This list is part of Turning the Tables, an ongoing project from NPR Music dedicated to recasting the popular music canon in more inclusive – and accurate – ways. This year, our list, selected by a panel of more than 70 women and non-binary writers, tackles history in the making, celebrating artists whose work is changing this century's sense of what popular music can be. The songs are by artists whose major musical contributions came after Jan. 1, 2000, and have shifted attitudes, defied categories and pushed sound in new directions since then.
Our list includes songs performed by women and non-binary artists. The use of the term "Women+" is part of our engagement in a movement to recognize a wide spectrum of gender identities coming to greater light in the 21st century.
Spoiler alert: "Love Song," Sara Bareilles' 2007 breakthrough single, was never about a person. Rather, "Love Song" was simply Bareilles' poppy response to a label (not to mention the music industry at large) that kept asking for a radio-friendly love song to kick off her music career. Frustrated by the creative confinement, Bareilles put pen to paper (and soulful voice to cheerful ivory keys) to create her own kind of "Love Song," one where she reminds the naysayers to let her write what she wants, sing what she wants and be who she wants. Spoiler alert (again): Bareilles' heart-on-her-sleeve song won over the label and the radio charts. —Joni Deutsch (WFAE)

__RAW DATA__.
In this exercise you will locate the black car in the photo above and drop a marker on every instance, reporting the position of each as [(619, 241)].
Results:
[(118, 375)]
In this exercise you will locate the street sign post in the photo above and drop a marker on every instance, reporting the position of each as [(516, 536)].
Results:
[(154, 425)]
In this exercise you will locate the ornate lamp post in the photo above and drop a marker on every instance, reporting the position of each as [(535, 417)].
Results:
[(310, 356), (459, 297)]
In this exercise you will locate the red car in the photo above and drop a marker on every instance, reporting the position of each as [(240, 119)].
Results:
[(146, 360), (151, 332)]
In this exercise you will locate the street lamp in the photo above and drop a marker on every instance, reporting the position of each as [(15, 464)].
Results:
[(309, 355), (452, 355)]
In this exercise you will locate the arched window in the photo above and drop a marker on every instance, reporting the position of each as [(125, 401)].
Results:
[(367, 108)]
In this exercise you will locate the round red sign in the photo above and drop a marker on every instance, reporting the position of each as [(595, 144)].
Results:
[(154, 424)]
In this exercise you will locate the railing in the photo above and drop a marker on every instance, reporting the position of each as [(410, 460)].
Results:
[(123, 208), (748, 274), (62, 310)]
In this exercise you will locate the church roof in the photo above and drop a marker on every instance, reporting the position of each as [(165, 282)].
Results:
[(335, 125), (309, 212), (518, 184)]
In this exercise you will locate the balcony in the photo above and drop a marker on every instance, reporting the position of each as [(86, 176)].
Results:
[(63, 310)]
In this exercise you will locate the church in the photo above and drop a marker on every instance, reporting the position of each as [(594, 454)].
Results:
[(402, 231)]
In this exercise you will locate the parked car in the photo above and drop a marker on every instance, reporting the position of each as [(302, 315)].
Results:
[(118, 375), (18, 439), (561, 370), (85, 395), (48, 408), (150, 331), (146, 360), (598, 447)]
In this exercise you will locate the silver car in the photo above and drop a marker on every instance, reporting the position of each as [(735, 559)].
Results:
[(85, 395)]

__PROMPT__. List each thing that, according to the NPR Music passage, the songs on its list have done since 2000.

__WRITTEN ANSWER__.
- Shifted attitudes
- Defied categories
- Pushed sound in new directions